#### Activity
From the data below, return the exact lines starting at the line containing "tree bark in this photo." and ending at the line containing "on bark in this photo.", both included, and nothing else.

#### Data extracted from a collection

--

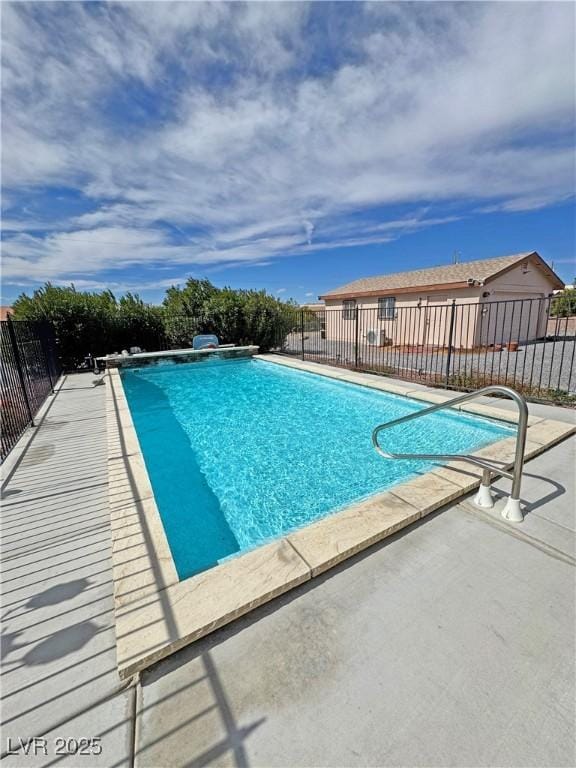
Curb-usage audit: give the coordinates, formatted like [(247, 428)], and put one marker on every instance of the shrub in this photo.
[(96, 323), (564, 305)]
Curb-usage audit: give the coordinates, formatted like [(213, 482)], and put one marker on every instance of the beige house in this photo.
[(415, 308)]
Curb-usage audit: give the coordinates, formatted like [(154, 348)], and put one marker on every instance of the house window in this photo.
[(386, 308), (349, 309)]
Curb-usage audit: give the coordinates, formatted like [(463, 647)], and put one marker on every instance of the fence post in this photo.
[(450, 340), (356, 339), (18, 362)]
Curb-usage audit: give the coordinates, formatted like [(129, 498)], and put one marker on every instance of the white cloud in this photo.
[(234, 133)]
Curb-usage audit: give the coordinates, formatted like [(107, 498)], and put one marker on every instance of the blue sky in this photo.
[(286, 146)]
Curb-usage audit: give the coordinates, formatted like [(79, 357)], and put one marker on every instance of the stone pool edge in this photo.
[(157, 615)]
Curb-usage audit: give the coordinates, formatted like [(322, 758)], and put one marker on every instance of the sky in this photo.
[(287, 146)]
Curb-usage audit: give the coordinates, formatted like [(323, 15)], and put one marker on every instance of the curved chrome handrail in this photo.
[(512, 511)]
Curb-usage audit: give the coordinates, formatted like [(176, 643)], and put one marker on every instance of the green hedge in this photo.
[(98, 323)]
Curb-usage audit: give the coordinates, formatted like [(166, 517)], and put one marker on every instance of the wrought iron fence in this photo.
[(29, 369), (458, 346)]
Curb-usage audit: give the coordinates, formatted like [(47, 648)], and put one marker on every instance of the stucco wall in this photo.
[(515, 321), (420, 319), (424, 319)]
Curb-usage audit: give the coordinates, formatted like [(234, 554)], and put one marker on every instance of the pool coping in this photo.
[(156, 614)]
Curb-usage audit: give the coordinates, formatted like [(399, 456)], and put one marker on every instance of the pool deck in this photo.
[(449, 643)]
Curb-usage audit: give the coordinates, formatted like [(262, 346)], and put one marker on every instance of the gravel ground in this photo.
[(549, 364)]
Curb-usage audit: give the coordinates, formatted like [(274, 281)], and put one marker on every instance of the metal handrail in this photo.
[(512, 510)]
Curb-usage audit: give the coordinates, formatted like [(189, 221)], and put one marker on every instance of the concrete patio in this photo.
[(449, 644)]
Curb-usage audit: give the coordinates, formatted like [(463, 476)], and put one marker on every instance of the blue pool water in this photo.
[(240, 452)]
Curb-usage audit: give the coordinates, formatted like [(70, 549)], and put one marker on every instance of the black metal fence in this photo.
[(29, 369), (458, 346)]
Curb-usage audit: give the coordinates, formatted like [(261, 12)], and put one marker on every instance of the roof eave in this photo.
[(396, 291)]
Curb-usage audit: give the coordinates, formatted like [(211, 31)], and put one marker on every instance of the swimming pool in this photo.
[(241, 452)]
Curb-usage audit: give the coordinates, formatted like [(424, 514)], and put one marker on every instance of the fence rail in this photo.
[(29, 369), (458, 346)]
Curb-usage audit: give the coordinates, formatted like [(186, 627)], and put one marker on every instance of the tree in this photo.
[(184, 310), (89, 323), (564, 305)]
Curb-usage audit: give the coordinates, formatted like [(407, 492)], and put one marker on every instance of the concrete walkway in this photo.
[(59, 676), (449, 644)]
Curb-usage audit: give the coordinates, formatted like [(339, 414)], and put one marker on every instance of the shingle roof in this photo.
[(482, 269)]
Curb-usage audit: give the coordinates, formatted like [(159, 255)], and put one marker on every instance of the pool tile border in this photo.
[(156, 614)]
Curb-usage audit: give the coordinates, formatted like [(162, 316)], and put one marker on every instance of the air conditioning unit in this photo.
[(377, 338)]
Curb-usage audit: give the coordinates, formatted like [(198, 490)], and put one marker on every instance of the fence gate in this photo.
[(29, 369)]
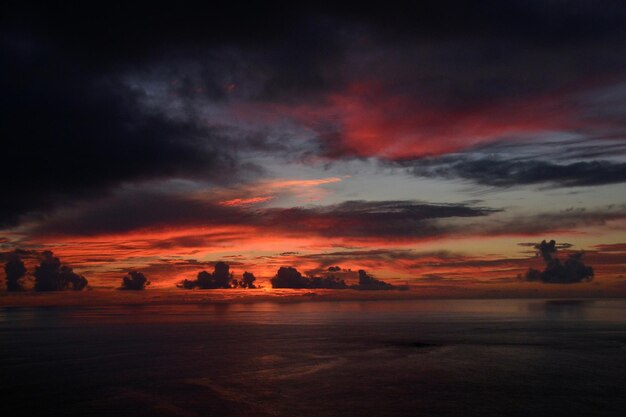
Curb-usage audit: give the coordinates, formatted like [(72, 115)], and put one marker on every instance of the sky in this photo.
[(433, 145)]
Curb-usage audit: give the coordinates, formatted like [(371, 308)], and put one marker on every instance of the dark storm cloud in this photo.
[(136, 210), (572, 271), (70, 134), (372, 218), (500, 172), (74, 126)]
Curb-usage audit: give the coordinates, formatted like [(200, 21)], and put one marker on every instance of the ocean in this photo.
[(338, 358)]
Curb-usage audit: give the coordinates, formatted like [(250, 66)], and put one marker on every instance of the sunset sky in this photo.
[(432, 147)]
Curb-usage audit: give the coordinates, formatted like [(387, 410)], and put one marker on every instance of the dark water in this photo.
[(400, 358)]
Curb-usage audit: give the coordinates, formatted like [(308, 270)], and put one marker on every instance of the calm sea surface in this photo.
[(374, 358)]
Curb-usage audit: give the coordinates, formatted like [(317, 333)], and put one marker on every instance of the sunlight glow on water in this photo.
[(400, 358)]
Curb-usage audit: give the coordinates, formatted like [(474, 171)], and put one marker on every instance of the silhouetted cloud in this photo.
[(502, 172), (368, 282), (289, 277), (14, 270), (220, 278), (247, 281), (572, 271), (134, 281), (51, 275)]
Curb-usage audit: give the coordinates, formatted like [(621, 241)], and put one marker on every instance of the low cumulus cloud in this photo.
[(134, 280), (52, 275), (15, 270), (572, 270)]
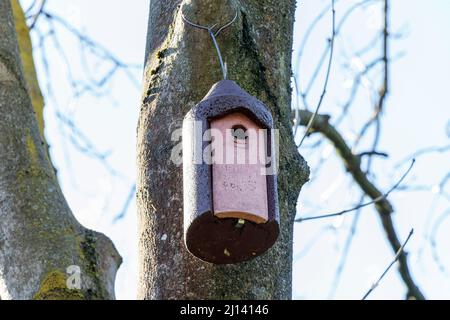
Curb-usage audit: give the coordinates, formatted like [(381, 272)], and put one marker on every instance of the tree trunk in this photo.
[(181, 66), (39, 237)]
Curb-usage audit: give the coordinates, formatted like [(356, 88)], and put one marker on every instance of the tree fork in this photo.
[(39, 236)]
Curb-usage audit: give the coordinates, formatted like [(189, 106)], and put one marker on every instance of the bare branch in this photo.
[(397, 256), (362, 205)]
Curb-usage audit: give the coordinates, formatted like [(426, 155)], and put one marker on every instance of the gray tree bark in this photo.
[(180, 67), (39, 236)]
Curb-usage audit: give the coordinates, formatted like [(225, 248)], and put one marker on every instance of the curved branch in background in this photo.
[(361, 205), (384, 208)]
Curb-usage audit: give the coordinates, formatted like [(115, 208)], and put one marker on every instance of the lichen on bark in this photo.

--

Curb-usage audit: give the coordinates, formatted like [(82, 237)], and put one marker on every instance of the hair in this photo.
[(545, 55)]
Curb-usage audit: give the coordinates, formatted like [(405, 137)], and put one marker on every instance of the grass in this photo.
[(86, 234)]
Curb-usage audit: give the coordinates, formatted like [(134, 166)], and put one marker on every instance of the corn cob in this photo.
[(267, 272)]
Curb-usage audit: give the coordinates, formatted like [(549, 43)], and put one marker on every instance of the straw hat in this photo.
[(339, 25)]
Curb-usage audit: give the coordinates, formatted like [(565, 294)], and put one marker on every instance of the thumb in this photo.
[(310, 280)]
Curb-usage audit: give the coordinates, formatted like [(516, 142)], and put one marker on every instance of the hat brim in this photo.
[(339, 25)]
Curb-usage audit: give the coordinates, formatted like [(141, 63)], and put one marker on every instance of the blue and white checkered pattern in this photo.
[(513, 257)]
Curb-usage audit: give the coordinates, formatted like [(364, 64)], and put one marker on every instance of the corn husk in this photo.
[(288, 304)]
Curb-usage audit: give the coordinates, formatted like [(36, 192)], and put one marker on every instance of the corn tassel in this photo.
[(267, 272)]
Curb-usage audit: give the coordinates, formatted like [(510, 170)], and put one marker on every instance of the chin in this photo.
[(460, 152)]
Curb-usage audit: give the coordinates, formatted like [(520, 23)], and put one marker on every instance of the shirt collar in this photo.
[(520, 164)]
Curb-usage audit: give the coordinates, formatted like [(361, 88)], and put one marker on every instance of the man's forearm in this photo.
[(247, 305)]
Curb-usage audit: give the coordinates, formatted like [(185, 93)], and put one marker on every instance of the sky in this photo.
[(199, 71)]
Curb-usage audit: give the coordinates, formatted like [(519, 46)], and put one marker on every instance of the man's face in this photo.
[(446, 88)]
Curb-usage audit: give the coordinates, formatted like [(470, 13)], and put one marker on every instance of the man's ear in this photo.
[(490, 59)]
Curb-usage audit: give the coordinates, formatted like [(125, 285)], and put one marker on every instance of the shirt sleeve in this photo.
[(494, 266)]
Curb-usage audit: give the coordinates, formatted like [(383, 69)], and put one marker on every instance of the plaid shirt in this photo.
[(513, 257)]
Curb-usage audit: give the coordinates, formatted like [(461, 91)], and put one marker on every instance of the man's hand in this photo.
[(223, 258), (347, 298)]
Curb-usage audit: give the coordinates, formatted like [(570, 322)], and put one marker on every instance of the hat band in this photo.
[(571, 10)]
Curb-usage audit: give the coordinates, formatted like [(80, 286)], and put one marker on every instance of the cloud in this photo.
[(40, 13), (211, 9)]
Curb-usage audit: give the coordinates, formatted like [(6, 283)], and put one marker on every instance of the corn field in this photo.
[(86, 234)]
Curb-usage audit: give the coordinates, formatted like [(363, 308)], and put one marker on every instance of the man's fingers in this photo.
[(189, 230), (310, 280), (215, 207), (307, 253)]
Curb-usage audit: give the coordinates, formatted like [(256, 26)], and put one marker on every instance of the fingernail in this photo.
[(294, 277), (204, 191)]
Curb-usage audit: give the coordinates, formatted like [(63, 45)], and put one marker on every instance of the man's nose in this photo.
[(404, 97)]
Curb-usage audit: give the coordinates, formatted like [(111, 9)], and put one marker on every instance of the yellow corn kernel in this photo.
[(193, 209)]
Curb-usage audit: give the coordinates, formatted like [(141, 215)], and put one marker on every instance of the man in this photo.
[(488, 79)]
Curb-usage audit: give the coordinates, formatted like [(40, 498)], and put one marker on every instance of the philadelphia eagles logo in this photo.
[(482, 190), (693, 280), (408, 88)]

--

#### Response
Curb-usage audit: give the coordinates, formatted like [(426, 155)], and put one marker on every instance of the gray tree bark in this photo.
[(180, 67), (39, 236)]
Curb-usage audit: give the coordinates, formatted like [(225, 248)], and put one marker on every instance of the curved branch in background in this photo.
[(361, 205), (384, 208)]
Curb-usage audit: give the coordinates, formatted like [(115, 208)], and put one marker on every instance of the lichen on bark in this photo.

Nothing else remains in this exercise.